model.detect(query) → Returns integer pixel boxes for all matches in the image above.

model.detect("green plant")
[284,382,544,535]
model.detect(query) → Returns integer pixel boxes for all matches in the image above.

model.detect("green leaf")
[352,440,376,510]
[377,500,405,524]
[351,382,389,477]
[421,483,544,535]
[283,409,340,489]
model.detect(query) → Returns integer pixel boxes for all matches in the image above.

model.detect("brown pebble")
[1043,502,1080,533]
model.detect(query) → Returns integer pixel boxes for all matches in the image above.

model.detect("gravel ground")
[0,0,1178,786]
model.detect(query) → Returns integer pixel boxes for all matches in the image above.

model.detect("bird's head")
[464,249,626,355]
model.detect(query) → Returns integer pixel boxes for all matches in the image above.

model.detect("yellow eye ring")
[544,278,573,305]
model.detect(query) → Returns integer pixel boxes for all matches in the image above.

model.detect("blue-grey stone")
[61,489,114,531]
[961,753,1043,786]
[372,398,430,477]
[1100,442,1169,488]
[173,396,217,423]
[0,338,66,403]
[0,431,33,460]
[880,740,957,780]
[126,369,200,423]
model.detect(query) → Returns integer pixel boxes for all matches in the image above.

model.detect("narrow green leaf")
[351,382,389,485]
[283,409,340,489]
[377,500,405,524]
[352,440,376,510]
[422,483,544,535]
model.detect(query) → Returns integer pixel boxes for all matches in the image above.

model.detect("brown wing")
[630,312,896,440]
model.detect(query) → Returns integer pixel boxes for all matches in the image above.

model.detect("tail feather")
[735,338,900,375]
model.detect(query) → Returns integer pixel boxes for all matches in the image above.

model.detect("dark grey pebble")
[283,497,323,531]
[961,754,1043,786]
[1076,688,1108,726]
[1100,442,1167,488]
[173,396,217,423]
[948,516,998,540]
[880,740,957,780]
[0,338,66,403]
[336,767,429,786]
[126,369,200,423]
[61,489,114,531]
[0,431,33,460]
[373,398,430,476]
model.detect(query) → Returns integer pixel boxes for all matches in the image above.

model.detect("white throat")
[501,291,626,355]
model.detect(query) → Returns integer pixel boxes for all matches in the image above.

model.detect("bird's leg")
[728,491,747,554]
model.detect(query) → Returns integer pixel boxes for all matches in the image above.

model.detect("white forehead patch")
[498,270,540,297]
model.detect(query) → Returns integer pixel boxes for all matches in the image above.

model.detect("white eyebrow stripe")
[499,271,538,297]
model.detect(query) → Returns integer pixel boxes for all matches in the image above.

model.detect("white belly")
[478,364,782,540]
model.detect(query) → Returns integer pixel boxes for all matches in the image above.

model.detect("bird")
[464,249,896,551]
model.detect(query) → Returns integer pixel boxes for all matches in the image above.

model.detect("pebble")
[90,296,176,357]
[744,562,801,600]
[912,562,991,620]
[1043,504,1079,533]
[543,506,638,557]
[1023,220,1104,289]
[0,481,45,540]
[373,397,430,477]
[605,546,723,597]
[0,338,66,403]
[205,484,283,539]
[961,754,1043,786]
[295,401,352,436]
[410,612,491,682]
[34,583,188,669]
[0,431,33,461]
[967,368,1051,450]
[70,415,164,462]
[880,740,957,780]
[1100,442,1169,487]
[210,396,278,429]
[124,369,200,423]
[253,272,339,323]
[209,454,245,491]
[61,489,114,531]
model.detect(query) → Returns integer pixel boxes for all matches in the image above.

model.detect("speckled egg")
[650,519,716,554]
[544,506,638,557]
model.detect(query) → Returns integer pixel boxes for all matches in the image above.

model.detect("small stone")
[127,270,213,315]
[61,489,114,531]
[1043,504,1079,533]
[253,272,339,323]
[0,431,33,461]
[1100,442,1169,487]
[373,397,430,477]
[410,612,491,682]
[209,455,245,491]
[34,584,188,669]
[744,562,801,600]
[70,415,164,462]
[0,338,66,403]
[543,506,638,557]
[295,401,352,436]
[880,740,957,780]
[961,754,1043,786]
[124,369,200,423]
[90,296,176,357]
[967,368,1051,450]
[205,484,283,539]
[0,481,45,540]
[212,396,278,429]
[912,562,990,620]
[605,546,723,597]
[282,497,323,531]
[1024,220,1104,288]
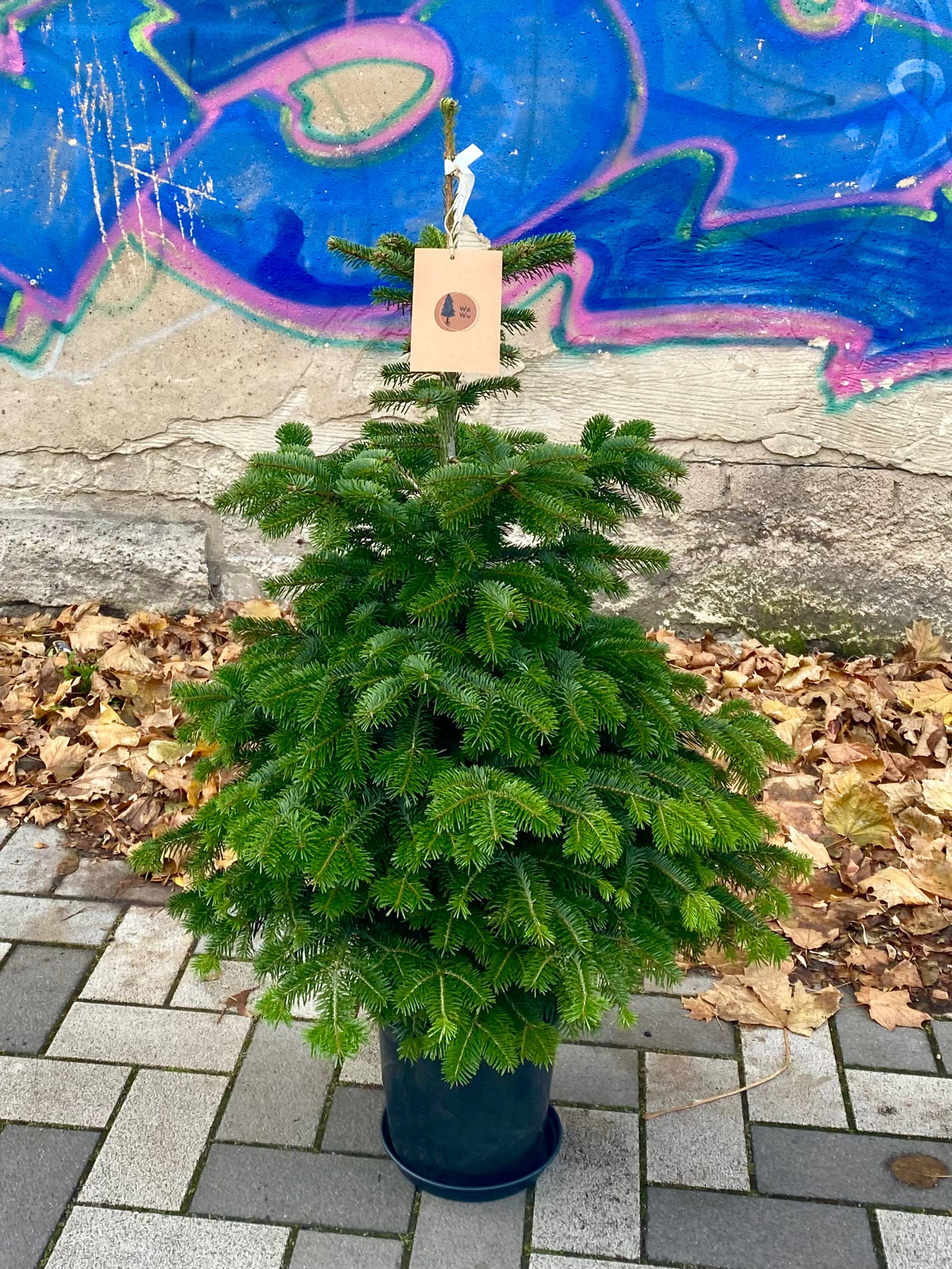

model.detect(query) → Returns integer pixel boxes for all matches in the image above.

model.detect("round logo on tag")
[433,290,479,330]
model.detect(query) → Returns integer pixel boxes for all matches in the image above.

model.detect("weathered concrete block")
[619,462,952,652]
[0,512,211,612]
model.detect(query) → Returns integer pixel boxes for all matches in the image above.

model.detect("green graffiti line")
[130,0,198,106]
[4,290,23,339]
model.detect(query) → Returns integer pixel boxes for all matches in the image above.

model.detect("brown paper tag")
[410,247,503,374]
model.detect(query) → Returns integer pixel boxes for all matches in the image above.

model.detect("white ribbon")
[443,146,482,251]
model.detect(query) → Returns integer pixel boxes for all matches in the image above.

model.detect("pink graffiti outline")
[774,0,869,39]
[500,0,952,401]
[0,0,952,400]
[0,0,647,358]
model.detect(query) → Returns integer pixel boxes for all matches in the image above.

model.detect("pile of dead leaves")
[652,622,952,1029]
[0,600,952,1025]
[0,600,279,854]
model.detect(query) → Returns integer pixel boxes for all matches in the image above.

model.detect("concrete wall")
[0,0,952,646]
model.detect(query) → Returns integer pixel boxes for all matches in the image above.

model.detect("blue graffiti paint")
[0,0,952,382]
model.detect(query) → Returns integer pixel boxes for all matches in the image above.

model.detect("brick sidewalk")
[0,827,952,1269]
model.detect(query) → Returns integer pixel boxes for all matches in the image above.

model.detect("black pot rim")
[380,1105,562,1203]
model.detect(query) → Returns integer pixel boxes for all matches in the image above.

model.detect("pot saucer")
[380,1105,562,1203]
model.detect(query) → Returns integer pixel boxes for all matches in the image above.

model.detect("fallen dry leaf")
[909,853,952,899]
[219,987,260,1022]
[822,766,896,846]
[83,704,141,751]
[146,740,190,763]
[899,906,952,934]
[856,987,929,1030]
[845,943,890,973]
[787,829,833,868]
[890,1155,949,1189]
[682,962,842,1036]
[96,643,155,675]
[905,620,952,665]
[237,599,280,620]
[37,736,91,784]
[892,679,952,715]
[923,780,952,819]
[66,613,124,652]
[866,868,931,907]
[880,960,923,990]
[777,905,843,952]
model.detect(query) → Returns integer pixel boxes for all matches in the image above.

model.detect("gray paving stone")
[646,1185,877,1269]
[47,1207,288,1269]
[0,895,120,945]
[171,960,256,1014]
[410,1194,526,1269]
[876,1212,952,1269]
[752,1125,952,1212]
[532,1109,641,1260]
[585,996,733,1057]
[846,1071,952,1141]
[219,1018,334,1149]
[321,1085,386,1156]
[0,943,95,1053]
[552,1045,639,1110]
[529,1252,650,1269]
[56,854,171,903]
[192,1145,413,1233]
[0,1057,130,1128]
[0,1125,99,1269]
[834,989,935,1075]
[80,907,193,1005]
[0,823,76,895]
[47,1000,252,1071]
[291,1230,406,1269]
[645,969,717,996]
[80,1071,229,1212]
[645,1053,750,1190]
[740,1023,846,1128]
[340,1028,381,1088]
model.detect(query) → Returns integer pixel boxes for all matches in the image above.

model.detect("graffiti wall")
[9,0,952,399]
[0,0,952,634]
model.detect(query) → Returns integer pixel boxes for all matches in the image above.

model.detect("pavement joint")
[0,839,952,1269]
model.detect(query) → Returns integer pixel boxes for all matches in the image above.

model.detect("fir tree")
[134,103,803,1082]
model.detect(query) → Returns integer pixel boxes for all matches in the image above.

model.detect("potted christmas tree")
[134,103,802,1198]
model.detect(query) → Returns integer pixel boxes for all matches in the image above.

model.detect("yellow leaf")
[923,780,952,819]
[682,960,842,1036]
[39,736,91,784]
[721,670,748,689]
[892,679,952,715]
[83,704,140,751]
[147,740,188,763]
[239,599,280,620]
[822,766,896,846]
[99,643,155,676]
[856,987,929,1030]
[906,622,952,665]
[866,868,931,907]
[0,739,20,772]
[909,854,952,899]
[787,827,833,868]
[66,613,124,652]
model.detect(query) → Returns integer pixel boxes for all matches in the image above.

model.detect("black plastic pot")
[381,1028,562,1203]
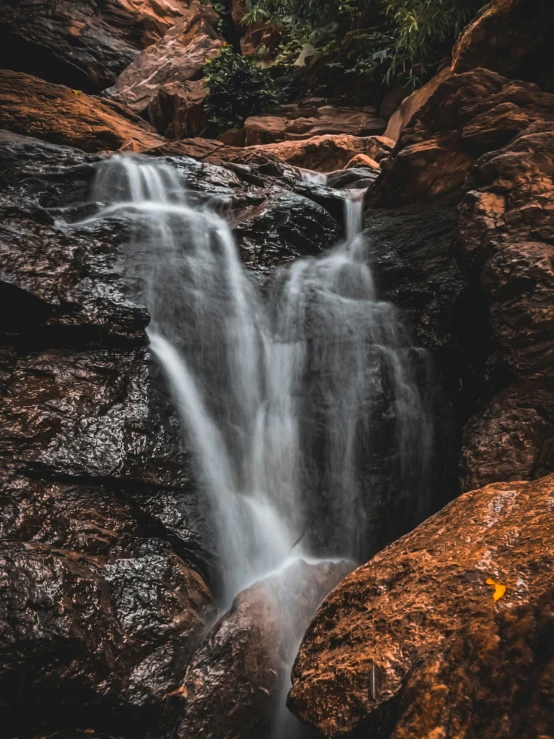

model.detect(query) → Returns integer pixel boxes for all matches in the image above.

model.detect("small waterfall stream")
[71,156,432,739]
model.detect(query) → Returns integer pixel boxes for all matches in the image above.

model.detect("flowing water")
[71,157,431,736]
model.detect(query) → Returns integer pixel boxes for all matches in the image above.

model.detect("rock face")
[0,0,192,92]
[108,2,223,113]
[290,477,554,739]
[0,133,220,736]
[0,70,163,152]
[378,69,554,205]
[244,98,385,146]
[452,0,554,91]
[177,561,350,739]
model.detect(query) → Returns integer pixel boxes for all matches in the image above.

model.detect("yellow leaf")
[487,577,506,603]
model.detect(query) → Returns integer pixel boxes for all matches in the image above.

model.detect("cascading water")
[68,156,431,736]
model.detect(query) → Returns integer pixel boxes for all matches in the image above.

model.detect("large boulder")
[177,560,350,739]
[107,2,223,114]
[457,123,554,489]
[290,476,554,739]
[452,0,554,91]
[244,98,385,146]
[0,0,194,92]
[0,70,163,152]
[375,69,554,205]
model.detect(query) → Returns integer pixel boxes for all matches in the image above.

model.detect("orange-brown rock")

◆ Stated task: Please count the lines of the listing above that contain the word "stone" and give only that number.

◆ Exercise solution: 3